## Material for this task
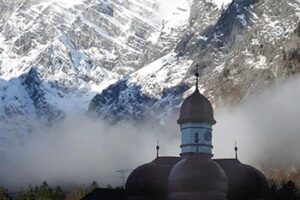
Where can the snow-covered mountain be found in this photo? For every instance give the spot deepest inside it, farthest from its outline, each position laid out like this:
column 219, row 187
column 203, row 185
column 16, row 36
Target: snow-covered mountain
column 56, row 55
column 244, row 48
column 131, row 59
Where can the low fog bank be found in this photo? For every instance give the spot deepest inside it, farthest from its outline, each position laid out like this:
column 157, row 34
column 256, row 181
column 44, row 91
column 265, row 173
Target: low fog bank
column 81, row 150
column 266, row 127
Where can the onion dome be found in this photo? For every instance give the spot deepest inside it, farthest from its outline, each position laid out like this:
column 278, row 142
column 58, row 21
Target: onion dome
column 197, row 177
column 150, row 181
column 196, row 109
column 244, row 182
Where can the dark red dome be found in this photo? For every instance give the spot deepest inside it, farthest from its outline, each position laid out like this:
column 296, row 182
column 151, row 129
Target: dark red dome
column 245, row 182
column 150, row 181
column 197, row 109
column 197, row 177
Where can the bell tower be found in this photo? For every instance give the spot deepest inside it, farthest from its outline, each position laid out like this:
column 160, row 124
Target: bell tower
column 196, row 120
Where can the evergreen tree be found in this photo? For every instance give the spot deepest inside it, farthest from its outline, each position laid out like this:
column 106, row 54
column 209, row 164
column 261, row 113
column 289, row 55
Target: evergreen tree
column 59, row 194
column 4, row 194
column 288, row 191
column 76, row 194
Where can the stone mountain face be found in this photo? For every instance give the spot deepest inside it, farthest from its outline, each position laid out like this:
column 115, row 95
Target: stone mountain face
column 56, row 55
column 138, row 55
column 238, row 50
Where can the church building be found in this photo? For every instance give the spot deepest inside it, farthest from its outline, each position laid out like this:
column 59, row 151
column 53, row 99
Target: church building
column 195, row 175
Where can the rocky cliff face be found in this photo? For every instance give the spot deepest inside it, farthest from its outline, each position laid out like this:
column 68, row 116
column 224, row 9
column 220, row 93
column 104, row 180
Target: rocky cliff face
column 55, row 56
column 238, row 50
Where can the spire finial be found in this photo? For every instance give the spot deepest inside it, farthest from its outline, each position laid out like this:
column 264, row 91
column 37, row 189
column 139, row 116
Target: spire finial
column 236, row 150
column 157, row 149
column 197, row 76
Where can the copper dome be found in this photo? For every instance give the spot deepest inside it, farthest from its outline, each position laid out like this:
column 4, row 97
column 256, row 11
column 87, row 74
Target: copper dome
column 196, row 109
column 197, row 177
column 150, row 181
column 245, row 182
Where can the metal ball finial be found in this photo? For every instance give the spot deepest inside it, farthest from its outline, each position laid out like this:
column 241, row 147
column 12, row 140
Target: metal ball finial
column 236, row 150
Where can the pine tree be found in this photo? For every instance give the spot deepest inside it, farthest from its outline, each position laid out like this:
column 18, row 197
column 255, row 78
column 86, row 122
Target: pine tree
column 4, row 194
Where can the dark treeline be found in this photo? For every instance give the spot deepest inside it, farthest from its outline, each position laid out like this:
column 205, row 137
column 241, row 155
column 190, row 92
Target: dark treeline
column 286, row 190
column 46, row 192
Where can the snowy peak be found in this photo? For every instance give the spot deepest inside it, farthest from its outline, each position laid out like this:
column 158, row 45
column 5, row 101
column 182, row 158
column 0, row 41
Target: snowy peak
column 230, row 66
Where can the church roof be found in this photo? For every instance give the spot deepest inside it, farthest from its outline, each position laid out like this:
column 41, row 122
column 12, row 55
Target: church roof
column 197, row 174
column 196, row 109
column 105, row 194
column 151, row 180
column 245, row 182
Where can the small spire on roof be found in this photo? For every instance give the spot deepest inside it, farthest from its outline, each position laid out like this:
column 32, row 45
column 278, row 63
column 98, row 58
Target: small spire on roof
column 236, row 150
column 157, row 149
column 197, row 76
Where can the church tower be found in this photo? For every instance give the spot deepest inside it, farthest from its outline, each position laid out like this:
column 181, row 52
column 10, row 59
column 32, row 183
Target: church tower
column 196, row 120
column 197, row 176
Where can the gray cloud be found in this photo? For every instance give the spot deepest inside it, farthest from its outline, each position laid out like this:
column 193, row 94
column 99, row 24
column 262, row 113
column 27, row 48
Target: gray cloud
column 81, row 150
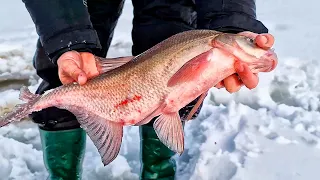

## Problem details
Repeat all the material above exactly, apart from the pictures.

## The answer
Where can the snow-covered mountain be found in this photo? For every instance give the spot deepest inside it, farthest from its outline, each position laid out like this:
column 219, row 187
column 203, row 185
column 16, row 36
Target: snow-covered mountain
column 56, row 55
column 244, row 48
column 131, row 59
Where can the low fog bank be found in this photo? For every instance give the spot deepest inside it, farthest from its outline, each position laid out like this:
column 157, row 34
column 256, row 181
column 44, row 91
column 265, row 173
Target: low fog bank
column 81, row 150
column 266, row 127
Where can the onion dome be found in this photo? For every instance give the spot deepest inside it, farthest from its outline, each position laid out like this:
column 278, row 142
column 58, row 21
Target: onion dome
column 197, row 177
column 150, row 181
column 196, row 109
column 244, row 182
Where can the dark red dome be found in this photo? For every instance give the spot deepest inside it, farthest from its outline, each position laid out like this:
column 296, row 182
column 151, row 129
Target: dark red dome
column 245, row 182
column 150, row 181
column 197, row 109
column 197, row 177
Where can the bell tower be found in this photo? For every instance give the spot deepest inside it, farthest from its outline, each position laid out like this:
column 160, row 124
Target: bell tower
column 196, row 120
Where can the evergreen tree be found in this photo? For every instance give the spot deepest inside it, farthest from its outline, each position laid out like this:
column 106, row 54
column 209, row 164
column 261, row 113
column 289, row 55
Target: evergreen tree
column 59, row 194
column 4, row 194
column 288, row 191
column 76, row 194
Where can the stone mountain face be found in this photo? For every instance give the spot deepest inside it, farthest from its outline, each position laid out like this:
column 115, row 95
Target: stone mountain face
column 56, row 55
column 138, row 55
column 238, row 50
Where can the church building be found in this photo? For every instance give the spot deepest inside it, farthest from its outline, each position laid out like this:
column 59, row 151
column 53, row 99
Target: church building
column 195, row 175
Where can the rocky cliff face be found in this photo? For every instance give the spot deepest inside it, farthest from its outline, each position laid out like this:
column 68, row 116
column 224, row 9
column 220, row 93
column 104, row 180
Target: rocky cliff face
column 55, row 56
column 238, row 50
Where can the spire finial be found in this photo? For every instance give the spot deepest inside it, farthest from its outline, each position laid out like this:
column 264, row 91
column 37, row 189
column 139, row 116
Target: spire finial
column 236, row 150
column 157, row 149
column 197, row 76
Where can the copper dome be found in this photo? For every instance give the spot deepest inside it, farthest from its outline, each position laid out like this:
column 4, row 97
column 256, row 11
column 87, row 74
Target: copper dome
column 196, row 109
column 197, row 177
column 150, row 181
column 245, row 182
Where can the metal ball finial be found in this photo? For every instance give the spot deepest inside it, farthest from its outline, each position laid out like this:
column 241, row 147
column 12, row 140
Target: metal ball finial
column 236, row 150
Where can the pine tree be found in this photo? For every instance give the spot deepest inside it, farthest from its outline, each position laid out like this:
column 18, row 197
column 255, row 78
column 86, row 122
Target: pine tree
column 4, row 194
Where can the dark treeline be found in this photo? For every instance give the spot deepest inside it, farthest from its outline, each position laid out like this:
column 205, row 137
column 241, row 155
column 190, row 92
Target: dark treeline
column 286, row 190
column 46, row 192
Where can the snowy peak be found in this photo? For every instance give the spot deepest inside it, farthest from its outline, each position laid out like this:
column 158, row 45
column 5, row 101
column 182, row 158
column 0, row 41
Target: snowy peak
column 230, row 66
Where can the church roof be found in this photo? For every instance give the spot deepest inside it, farthest from its outline, each position laid out like this:
column 41, row 122
column 12, row 55
Target: church roof
column 197, row 174
column 196, row 109
column 105, row 194
column 151, row 180
column 245, row 182
Where can the small spire on roof be found in this photo? For every instance give the spot deepest inside it, farthest from its outline, each position laid out like this:
column 32, row 45
column 278, row 63
column 98, row 58
Target: small spire on roof
column 236, row 150
column 157, row 149
column 197, row 76
Where can the church tower be found in this photo? For every instance give the spot deepest inside it, farthest from its outline, each position laid out like this:
column 181, row 52
column 10, row 59
column 32, row 183
Target: church tower
column 196, row 120
column 197, row 176
Where can the gray cloud be found in this photo? For every instance give the spot deepest inside it, farthest from its outline, each position laid out like this:
column 193, row 94
column 99, row 24
column 262, row 113
column 27, row 48
Target: gray cloud
column 81, row 150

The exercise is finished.